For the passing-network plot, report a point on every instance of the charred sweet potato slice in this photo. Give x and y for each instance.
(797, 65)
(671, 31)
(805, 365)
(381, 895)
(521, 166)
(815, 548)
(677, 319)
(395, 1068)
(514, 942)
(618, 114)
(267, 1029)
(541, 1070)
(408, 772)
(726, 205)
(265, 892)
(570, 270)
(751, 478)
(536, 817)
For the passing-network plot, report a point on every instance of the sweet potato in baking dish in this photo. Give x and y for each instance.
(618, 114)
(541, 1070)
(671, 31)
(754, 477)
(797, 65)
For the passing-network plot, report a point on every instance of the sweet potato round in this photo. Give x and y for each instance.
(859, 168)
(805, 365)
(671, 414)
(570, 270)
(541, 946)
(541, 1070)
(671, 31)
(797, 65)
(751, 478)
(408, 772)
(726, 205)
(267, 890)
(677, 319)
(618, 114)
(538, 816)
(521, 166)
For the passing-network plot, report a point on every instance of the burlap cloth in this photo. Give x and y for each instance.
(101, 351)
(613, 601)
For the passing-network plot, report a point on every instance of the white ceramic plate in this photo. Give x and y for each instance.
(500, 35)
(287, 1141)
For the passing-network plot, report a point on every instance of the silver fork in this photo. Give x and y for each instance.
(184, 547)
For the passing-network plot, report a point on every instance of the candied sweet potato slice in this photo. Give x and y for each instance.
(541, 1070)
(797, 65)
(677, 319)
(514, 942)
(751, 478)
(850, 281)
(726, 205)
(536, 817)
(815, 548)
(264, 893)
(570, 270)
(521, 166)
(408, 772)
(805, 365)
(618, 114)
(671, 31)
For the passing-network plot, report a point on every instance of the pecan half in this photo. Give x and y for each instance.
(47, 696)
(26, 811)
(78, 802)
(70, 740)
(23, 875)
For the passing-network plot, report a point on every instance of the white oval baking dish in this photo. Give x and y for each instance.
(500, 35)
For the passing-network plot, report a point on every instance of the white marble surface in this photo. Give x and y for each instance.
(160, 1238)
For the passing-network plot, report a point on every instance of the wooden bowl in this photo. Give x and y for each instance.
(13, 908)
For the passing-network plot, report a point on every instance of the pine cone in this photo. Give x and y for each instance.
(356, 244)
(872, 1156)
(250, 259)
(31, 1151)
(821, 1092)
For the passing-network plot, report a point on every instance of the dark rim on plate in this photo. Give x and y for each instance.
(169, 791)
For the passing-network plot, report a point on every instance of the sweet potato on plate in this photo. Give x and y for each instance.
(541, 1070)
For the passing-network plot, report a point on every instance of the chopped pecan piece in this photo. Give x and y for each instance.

---

• **Task objective**
Please reproduce the listing word for word, but only from the line that contains "the white oval" to its last line, inclusive.

• **Solved exercise**
For the passing-network plot, report a point on every instance of the white oval baking dish in this photo. Give x and y for each instance.
(500, 35)
For the passing-network plot, report a point on every instance of the white marble surface in this photo. Give x and y for each instance.
(160, 1238)
For the passing-network plot, report a point on every instance of the wooden bowl in this photo. Give x and y for each instance.
(13, 908)
For the passing-network plot, report a point on every instance of the pine cone in this photo. Give x and y for each instance.
(356, 244)
(872, 1156)
(250, 259)
(31, 1151)
(821, 1092)
For the passing-network plot, report a point on every instance of the dark rim on plate in this photo. Give x and y for each instance.
(169, 791)
For the passing-network plot, report a point on every instance of the sweet potato on plate in this photo. Give x and y for each instance.
(541, 1070)
For the passing-network plot, report a point on every instance of the chopped pecan piece in this photo. Give x and y for each instance.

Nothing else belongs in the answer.